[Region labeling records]
= = = = =

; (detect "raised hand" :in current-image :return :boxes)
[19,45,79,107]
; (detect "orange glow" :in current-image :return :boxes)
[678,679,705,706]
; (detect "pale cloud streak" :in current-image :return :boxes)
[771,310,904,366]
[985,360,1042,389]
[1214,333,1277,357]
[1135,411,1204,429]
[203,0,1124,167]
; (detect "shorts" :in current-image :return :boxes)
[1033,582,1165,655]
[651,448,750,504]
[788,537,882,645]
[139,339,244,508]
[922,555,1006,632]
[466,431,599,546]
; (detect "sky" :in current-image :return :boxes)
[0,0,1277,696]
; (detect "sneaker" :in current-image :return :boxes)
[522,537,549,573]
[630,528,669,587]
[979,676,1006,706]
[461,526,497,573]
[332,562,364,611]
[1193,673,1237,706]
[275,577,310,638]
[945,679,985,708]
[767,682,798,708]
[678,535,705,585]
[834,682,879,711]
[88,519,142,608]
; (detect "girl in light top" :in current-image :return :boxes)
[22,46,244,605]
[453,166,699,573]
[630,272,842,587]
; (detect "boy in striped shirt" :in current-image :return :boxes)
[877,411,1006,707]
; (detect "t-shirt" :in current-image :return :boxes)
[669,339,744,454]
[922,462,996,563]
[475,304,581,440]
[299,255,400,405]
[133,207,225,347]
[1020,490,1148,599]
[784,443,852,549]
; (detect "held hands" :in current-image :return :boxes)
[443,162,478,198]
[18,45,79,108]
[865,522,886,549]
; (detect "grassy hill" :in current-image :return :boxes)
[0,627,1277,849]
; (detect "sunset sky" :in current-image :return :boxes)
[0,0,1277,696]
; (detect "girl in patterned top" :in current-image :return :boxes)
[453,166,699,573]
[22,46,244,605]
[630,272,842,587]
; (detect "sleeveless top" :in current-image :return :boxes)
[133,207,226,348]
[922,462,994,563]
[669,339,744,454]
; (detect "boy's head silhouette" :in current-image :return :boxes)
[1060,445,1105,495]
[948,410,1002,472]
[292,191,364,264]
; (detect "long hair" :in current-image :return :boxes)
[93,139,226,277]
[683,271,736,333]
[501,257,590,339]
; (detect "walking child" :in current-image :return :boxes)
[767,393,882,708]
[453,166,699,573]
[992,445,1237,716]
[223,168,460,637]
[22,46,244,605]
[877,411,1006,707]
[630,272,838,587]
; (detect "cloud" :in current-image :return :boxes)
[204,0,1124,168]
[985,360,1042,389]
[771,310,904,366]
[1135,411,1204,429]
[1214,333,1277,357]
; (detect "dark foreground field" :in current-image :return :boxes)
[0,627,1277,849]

= = = = =

#### [WORK INSTRUCTIONS]
Lay out every one of the rows above as a two-column CSV with the headers text and answer, giving one line per row. Put each row's text and its answer in separate quoted fields, with line breaks turned into spaces.

#### [SOLVED EXERCISE]
text,answer
"; (detect ""raised hand"" :in current-image :return :boxes)","[19,45,79,107]"
"; (detect ""orange glow"" :in current-image :return :boxes)","[678,679,705,706]"
"; (detect ""pale cloud streak"" :in current-image :return :boxes)","[771,310,904,366] [985,360,1042,389] [1214,333,1277,357] [1135,411,1204,429] [203,0,1124,167]"
"; (detect ""shorts"" :in current-image :return :boxes)","[1033,582,1165,655] [651,448,750,504] [788,537,882,645] [139,339,244,508] [922,555,1006,632] [466,431,599,546]"
"; (detect ""sky"" :in current-image :return :boxes)","[0,0,1277,696]"
"; (detect ""sneaker"" :in current-image :return :boxes)","[522,537,549,573] [630,528,669,587] [979,676,1006,706] [461,526,497,573] [332,562,364,611] [1193,673,1237,706] [275,577,310,638] [945,679,985,708] [767,682,798,708] [678,535,705,585] [834,682,879,711] [88,519,142,608]"
"; (detect ""girl in light top"" :in current-image :return :boxes)","[22,46,244,605] [453,166,699,573] [630,272,842,587]"
"; (detect ""boy in striped shirt"" :in current-image :return :boxes)","[877,411,1006,707]"
"; (detect ""t-shirt"" :in current-image :return :boxes)","[669,339,744,454] [922,462,996,563] [475,304,581,440] [299,255,400,405] [133,207,225,347] [1020,490,1148,599] [784,443,852,549]"
"; (detect ""held hands"" :in current-image :return :boxes)","[443,162,478,198] [18,45,79,108] [865,522,886,549]"
"; (detect ""grassy hill"" :in current-image :return :boxes)","[0,627,1277,849]"
"; (detect ""sunset sky"" :in current-image :return :boxes)","[0,0,1277,696]"
"; (detect ""girl in patterned top"" :in current-image :return :boxes)","[453,166,699,573] [22,46,244,605] [630,272,842,587]"
"; (detect ""sleeveless top"" :in current-image :return :boxes)","[133,207,226,348] [922,462,994,563] [669,339,744,454]"
"; (detect ""boy's head silhouette"" :in current-image :return :boxes)","[1060,445,1105,495] [948,410,1002,472] [292,191,364,264]"
"; (detect ""long hair"" :in current-image :return :boxes)","[93,139,226,277] [683,271,736,333] [501,257,590,339]"
"; (detect ""walking child"" :in current-image :return :boxes)","[767,393,882,708] [453,166,699,573] [992,445,1237,716] [223,168,460,637] [22,46,244,605] [877,411,1006,707] [630,272,838,587]"
"; (detect ""cloud"" :in current-image :return :boxes)","[204,0,1124,168] [985,360,1042,389] [771,310,904,366] [1135,411,1204,429] [1214,333,1277,357]"
"; (detect ""dark foreground field"" :in current-image :return :boxes)","[0,627,1277,849]"